SELECTED EXTRACT: Begin

But if the driver at fault (whether it's you or the other motorist) doesn't have enough liability coverage, then what? We'll answer that question, and more, here in this article. If learning more makes you think twice about your coverage, you can get FREE liability insurance quotes right now.

What Is Bodily Injury Liability Coverage? And Why Do I Need It?

For starters, liability claims can only be made against a driver who was deemed at fault in an accident. So if you accidentally hit someone, and you are deemed legally responsible for the accident, whoever sustained damages from that accident could file a liability claim against you. The same goes vice versa; if someone hits you, and does physical damage to you or anyone else in the vehicle with you, they can have a bodily injury liability claim filed against them.

Liability claims, including bodily injury liability, are usually filed as third-party claims. This means that you are filing a claim to the insurance company which underwrites the policy of the person who was deemed at fault in the accident. As we've discussed before, third party claims are some of the hardest to file because it's in the other insurance company's best interest to make sure they pay you as little as possible — assuming they don't flat-out deny your claim in the first place.

SELECTED EXTRACT: End
DATA: Begin

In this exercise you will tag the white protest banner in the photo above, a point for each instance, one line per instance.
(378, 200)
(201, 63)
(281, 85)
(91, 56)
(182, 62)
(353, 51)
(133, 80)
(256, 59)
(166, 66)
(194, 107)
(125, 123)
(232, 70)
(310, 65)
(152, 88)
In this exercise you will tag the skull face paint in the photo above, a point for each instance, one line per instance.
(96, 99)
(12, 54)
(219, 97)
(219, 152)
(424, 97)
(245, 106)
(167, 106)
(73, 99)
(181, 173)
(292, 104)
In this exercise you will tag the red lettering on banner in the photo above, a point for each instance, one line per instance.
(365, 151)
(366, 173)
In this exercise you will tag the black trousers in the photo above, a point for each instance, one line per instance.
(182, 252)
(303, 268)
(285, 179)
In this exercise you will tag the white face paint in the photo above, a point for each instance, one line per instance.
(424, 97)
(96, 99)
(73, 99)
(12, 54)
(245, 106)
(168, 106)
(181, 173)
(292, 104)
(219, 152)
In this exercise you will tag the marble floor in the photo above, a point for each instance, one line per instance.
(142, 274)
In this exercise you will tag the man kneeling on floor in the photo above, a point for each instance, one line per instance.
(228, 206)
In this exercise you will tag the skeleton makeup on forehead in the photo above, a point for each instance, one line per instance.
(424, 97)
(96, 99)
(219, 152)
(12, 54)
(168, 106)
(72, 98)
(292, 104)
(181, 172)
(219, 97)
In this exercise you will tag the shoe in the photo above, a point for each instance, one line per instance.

DATA: End
DATA: Begin

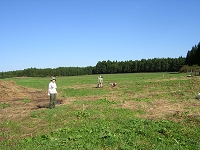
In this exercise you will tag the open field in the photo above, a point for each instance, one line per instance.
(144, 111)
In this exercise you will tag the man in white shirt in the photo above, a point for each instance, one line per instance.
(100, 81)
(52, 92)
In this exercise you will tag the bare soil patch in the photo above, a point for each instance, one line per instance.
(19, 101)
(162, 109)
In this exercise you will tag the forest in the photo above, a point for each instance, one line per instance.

DATA: End

* COMPLETE THE FOLLOWING *
#1 According to the article on bodily injury liability coverage, how are liability claims usually filed?
#2 Print the part of the bodily injury liability article starting with "But if the driver" and going on through "quotes right now.".
#3 Proceed with the article on bodily injury liability coverage, picking up right after its last sentence.

* RESPONSES BY TASK *
#1 They are usually filed as third-party claims.

#2
But if the driver at fault (whether it's you or the other motorist) doesn't have enough liability coverage, then what? We'll answer that question, and more, here in this article. If learning more makes you think twice about your coverage, you can get FREE liability insurance quotes right now.

#3
In order to have the best success when filing a bodily injury liability claim against the other driver's insurance company, you will need to have plentiful and detailed documentation of any Hospital costs, medical or health care expenses related to the accident, and lost wages. It should be noted that legal fees incurred by the at-fault driver will be paid for under their policy's bodily injury liability coverage. Any legal fees you incur as a result of getting the driver or their insurance company to pay should be covered under your policy.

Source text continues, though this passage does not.